[Start of Attachment]

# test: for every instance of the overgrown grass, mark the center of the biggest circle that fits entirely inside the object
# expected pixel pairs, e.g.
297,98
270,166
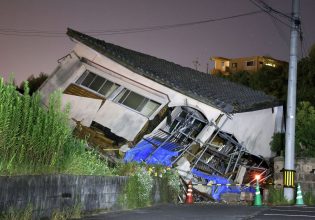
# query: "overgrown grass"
27,214
309,198
37,140
142,178
276,197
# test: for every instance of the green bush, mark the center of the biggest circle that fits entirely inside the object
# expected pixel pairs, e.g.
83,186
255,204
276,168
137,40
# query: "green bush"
141,182
37,140
137,192
276,197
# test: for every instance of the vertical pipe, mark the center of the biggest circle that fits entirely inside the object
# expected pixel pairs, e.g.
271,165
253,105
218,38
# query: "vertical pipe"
291,98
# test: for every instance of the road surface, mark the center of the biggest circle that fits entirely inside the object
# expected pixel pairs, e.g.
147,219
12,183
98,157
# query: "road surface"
205,211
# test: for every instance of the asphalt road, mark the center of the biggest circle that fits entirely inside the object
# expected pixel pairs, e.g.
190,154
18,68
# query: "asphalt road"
209,211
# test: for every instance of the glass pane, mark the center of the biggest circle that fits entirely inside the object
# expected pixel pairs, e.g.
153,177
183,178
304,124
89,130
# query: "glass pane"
111,90
133,100
87,81
107,88
97,83
150,107
82,77
121,96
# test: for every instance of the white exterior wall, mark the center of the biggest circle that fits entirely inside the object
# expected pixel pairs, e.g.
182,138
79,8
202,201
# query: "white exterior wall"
252,129
255,129
175,98
91,107
122,122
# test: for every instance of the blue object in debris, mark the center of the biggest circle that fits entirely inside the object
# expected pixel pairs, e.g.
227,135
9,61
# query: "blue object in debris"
216,190
145,150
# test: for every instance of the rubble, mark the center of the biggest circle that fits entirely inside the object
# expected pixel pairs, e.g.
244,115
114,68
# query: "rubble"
216,166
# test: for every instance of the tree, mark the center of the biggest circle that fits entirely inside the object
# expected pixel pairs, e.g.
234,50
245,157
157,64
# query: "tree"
306,78
305,130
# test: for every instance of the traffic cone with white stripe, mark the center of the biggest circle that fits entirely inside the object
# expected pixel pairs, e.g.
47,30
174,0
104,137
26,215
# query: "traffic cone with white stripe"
299,196
258,201
189,196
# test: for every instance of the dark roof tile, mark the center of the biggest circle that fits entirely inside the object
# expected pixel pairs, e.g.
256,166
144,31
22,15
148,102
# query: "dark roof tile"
203,87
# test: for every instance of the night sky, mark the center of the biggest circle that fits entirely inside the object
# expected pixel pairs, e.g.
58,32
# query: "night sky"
24,54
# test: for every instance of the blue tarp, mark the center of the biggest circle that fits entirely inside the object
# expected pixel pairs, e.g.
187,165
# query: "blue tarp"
216,191
145,150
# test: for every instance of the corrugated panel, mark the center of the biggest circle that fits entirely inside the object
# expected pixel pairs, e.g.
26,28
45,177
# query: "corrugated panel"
74,89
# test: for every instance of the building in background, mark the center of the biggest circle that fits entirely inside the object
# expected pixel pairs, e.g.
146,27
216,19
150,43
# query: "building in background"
251,64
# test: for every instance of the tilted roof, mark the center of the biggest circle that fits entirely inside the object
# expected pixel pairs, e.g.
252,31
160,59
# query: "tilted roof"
206,88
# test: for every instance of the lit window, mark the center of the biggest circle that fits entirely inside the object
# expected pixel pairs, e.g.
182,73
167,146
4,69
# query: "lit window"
250,63
97,83
270,64
137,102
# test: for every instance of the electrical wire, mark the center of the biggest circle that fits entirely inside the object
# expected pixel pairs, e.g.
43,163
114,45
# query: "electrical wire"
42,33
267,9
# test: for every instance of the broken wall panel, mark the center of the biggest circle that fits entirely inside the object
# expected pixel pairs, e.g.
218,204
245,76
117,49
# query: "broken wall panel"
121,121
254,130
78,103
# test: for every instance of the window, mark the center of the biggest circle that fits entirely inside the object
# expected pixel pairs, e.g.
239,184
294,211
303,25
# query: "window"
250,63
137,102
97,83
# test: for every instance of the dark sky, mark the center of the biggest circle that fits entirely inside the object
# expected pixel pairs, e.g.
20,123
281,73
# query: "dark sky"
238,37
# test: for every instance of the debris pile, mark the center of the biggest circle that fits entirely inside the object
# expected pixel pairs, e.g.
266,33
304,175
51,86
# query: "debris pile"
219,165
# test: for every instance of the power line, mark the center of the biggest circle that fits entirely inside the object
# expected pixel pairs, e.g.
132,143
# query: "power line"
43,33
267,9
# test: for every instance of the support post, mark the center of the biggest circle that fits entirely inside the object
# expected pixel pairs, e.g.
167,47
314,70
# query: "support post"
291,101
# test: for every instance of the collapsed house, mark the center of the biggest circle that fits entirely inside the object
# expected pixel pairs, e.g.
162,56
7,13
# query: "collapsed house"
173,115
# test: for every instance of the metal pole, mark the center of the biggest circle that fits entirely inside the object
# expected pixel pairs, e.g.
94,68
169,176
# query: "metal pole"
291,100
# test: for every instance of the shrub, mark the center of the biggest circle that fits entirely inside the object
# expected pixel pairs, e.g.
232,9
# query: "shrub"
36,140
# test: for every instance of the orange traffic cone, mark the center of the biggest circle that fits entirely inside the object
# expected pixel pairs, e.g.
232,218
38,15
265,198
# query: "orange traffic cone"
189,196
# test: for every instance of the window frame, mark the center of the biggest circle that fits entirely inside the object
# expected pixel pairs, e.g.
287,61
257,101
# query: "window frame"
123,95
86,73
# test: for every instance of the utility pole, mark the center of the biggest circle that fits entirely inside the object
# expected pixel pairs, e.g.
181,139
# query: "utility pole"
289,163
196,63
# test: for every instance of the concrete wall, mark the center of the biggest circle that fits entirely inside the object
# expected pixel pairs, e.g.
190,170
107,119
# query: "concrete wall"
48,193
255,129
304,172
56,192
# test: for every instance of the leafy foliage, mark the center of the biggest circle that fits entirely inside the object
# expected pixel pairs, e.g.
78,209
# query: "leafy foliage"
138,189
35,140
143,179
276,197
278,142
305,130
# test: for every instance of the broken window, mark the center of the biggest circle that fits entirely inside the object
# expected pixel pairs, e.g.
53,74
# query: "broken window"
97,83
137,102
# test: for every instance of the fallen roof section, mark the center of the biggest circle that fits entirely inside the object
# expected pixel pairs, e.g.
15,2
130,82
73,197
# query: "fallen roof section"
211,90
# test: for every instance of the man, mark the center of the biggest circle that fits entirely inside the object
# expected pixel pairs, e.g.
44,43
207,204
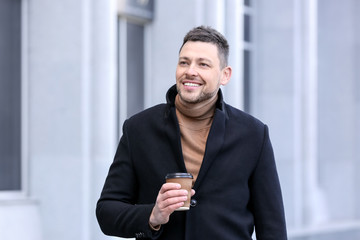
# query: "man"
235,187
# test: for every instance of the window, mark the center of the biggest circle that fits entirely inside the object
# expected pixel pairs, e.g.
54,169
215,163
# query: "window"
133,17
10,95
247,54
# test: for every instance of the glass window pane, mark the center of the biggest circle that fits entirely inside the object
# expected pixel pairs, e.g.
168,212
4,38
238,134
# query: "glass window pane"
247,80
135,68
247,3
247,28
10,95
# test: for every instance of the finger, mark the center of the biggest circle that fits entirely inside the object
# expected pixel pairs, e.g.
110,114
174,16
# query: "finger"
169,186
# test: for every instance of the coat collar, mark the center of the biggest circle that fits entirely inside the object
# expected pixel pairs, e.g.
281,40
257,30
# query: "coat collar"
215,139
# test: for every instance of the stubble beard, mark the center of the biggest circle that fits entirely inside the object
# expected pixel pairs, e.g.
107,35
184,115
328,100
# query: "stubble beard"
203,96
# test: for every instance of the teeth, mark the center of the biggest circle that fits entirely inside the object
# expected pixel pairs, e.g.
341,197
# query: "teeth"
191,84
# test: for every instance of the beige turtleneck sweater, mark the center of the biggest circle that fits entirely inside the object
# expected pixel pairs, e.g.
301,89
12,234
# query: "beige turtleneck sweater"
195,122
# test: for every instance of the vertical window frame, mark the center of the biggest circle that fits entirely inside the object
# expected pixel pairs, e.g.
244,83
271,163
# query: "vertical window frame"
24,112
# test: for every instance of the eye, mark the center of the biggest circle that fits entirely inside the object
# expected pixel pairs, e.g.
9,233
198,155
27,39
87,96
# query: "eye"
204,65
183,63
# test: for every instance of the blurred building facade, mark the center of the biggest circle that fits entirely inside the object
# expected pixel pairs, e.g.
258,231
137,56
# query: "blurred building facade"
72,71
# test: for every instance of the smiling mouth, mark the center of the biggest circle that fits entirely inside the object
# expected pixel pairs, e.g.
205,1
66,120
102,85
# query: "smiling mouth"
192,84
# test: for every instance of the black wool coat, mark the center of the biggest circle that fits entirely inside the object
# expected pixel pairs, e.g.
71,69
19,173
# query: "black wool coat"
237,188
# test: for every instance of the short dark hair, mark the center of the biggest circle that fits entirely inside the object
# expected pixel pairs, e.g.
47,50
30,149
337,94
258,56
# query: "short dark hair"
209,35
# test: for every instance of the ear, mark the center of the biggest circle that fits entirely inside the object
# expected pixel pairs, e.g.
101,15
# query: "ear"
226,75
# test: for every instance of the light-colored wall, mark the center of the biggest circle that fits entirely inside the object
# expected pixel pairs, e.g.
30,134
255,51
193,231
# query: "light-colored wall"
72,110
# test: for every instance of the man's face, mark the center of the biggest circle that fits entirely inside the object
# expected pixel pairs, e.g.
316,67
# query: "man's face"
198,73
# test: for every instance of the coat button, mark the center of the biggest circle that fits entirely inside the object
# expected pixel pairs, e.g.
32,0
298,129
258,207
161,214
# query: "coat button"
193,203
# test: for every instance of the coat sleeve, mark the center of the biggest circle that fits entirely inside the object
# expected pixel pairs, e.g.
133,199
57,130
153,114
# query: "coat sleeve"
116,211
266,197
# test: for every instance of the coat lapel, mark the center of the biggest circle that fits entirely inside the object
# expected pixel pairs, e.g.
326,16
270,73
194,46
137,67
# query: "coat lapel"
172,130
213,145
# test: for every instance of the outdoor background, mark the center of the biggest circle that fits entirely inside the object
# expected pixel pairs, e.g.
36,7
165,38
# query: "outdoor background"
72,71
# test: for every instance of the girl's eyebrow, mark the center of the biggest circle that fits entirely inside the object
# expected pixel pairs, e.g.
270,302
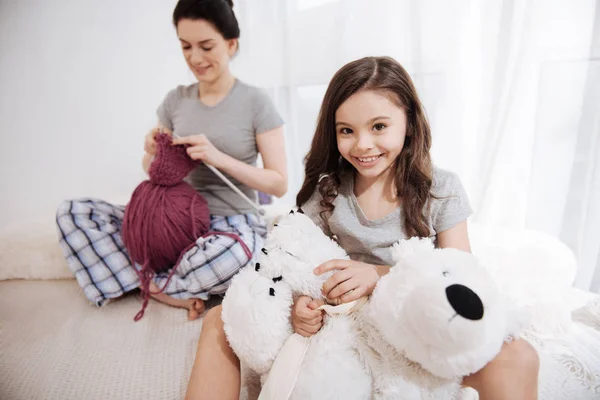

[End of Attachment]

▸ **WHAT NEEDS TO BE DONE**
Everything above from the line with "# test: for every instance of the leafy" through the line with "# test: for every instance of the glass window" should be retyped exactly, and nothing else; omit pictures.

▸ **RESULT BELOW**
# test: for every instance of the leafy foliage, mark the center of the biggest circle that fits entirely inside the object
# expected pixel pairs, e.g.
78,209
# query: "leafy foliage"
138,189
35,140
143,179
276,197
278,142
305,130
# test: for every instance of the broken window, mark the center of the biggest circle that fits entirely inside the object
# expected pixel pairs, e.g.
53,74
# query: "broken window"
97,83
137,102
# test: for every instance of the fallen roof section, mark the center of the biggest circle that fits entirely inside the object
# expected pixel pairs, e.g.
15,2
130,82
73,197
# query: "fallen roof section"
211,90
# test: for every instance of the man, mark the center of the biggest circle that fits entirely inside the object
# expected pixel pairs, e.g.
44,43
207,204
# query: "man"
235,187
# test: for every instance of the window, mark the center of the biggest circle that fits entirely inside the object
# expected pixel pairs, e.g.
54,169
215,163
# query: "window"
133,17
10,95
247,54
# test: for every instance of the glass window pane, mark the center of the biggest circle that fits entirely inside the object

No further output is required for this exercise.